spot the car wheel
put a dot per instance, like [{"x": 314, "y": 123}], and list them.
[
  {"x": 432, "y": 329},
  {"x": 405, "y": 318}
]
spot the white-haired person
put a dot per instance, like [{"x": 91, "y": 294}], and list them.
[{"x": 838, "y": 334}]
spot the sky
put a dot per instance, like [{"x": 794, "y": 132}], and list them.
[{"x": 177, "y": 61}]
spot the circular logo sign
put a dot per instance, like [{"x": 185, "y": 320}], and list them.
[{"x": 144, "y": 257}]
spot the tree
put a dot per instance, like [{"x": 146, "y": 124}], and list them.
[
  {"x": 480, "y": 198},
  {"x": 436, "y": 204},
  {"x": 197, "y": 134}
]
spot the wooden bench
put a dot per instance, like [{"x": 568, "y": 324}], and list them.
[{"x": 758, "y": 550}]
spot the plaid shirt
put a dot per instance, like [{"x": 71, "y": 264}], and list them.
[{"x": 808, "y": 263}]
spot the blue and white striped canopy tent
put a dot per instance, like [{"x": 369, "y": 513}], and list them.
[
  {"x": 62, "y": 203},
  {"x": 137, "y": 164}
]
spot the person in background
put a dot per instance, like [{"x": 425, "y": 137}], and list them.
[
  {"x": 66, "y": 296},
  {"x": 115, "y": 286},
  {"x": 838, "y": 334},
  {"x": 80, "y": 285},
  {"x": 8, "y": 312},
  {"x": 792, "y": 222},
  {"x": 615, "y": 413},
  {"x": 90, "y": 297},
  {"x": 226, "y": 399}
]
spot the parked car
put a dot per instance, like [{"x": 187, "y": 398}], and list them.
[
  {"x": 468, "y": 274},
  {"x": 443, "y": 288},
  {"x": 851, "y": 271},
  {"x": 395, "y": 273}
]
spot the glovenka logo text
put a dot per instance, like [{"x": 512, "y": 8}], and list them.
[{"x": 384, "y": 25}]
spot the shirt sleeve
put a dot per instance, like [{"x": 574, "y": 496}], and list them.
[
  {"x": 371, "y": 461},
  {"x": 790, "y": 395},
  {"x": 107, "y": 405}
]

*Exercise description:* Extract each line holding the word "logo" from the records.

*Completed exercise:*
spot the circular logo sign
spot the glovenka logo text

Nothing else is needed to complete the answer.